=== Work instructions ===
Please give back, exactly as written, only the line containing "Phrase: rock on ground" and every line after it until the data below ends.

Stored data entries
+---+
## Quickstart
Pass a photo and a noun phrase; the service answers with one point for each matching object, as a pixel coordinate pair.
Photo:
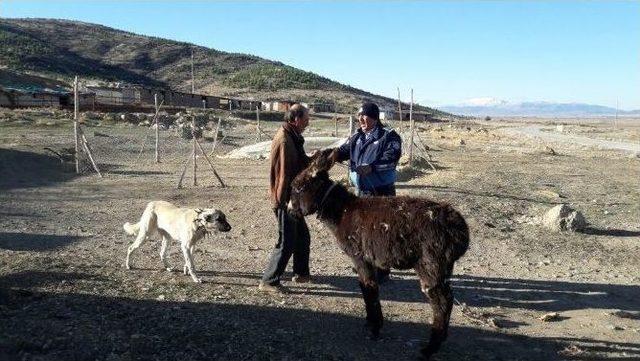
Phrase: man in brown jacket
(288, 158)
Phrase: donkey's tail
(458, 231)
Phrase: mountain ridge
(535, 108)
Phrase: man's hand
(364, 169)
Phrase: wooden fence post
(400, 112)
(195, 163)
(155, 101)
(75, 123)
(258, 136)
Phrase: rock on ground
(564, 218)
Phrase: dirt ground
(65, 294)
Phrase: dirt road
(549, 134)
(65, 295)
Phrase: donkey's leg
(438, 292)
(369, 287)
+---+
=== Result below ===
Phrase: rock on ground
(564, 218)
Phrase: dirt ground
(65, 294)
Phrase: dirt road
(549, 134)
(65, 295)
Phrase: donkey's leg
(438, 292)
(369, 287)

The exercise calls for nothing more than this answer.